• Excerpt provided
----------

These were dangerous jokes?
Yes. Very dangerous. They couldn’t have cared less.
How did you deal with pressurising? Did you have to equalise?
Yes. Very much so.


I can still work both ears to clear the pressure on them. You do it mechanically. Or with the nose clip. During that 3 hours of diving you wore a nose clip. If you blow in your nose that will sometimes clear your ears, but it’s better to use the muscles.
So how slowly would you go down?
Not fast.


Sort of like walking down an incline at that stage. We were only learning diving at this stage. When you were ready we used to walk around the lake with a string tied to us and with a float tied on top and a piece of tin. So attendants could see wherever you were moving


and every now and again they’d give you three on the rope and you’d answer it to say you’re okay. While we were there, on one night dive we had a bombing raid on Portsmouth, with bombs landing pretty close. And I can tell you that six divers hit the surface with torches blaring and goodness knows what. It was a bit scary.

----------

• Supplied records
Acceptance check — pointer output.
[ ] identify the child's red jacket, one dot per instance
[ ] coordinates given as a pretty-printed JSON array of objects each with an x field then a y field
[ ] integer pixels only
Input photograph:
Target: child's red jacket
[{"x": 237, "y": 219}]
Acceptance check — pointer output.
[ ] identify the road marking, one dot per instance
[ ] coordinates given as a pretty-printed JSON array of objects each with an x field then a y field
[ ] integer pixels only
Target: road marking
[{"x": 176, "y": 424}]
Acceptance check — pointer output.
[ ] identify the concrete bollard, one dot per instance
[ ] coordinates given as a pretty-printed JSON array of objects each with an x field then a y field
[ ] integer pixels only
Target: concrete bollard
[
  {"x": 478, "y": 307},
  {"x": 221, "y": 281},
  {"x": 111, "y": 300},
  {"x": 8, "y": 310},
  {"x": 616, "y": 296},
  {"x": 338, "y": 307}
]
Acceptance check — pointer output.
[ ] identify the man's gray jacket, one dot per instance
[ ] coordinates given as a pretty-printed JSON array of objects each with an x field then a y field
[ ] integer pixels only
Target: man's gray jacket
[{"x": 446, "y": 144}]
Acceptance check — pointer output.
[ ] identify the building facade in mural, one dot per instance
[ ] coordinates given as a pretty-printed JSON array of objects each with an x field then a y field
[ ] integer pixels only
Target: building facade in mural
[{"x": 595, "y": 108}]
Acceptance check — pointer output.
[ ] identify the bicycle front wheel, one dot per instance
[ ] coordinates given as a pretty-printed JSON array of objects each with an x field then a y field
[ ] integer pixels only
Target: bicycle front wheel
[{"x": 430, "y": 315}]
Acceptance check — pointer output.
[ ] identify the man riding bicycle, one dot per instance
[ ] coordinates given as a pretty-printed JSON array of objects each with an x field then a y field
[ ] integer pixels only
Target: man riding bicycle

----------

• What you have to do
Transcribe the part of the diving interview between "So how slowly" and "a bit scary.", inclusive. The records have nothing to do with the diving interview.

• Answer below
So how slowly would you go down?
Not fast.


Sort of like walking down an incline at that stage. We were only learning diving at this stage. When you were ready we used to walk around the lake with a string tied to us and with a float tied on top and a piece of tin. So attendants could see wherever you were moving


and every now and again they’d give you three on the rope and you’d answer it to say you’re okay. While we were there, on one night dive we had a bombing raid on Portsmouth, with bombs landing pretty close. And I can tell you that six divers hit the surface with torches blaring and goodness knows what. It was a bit scary.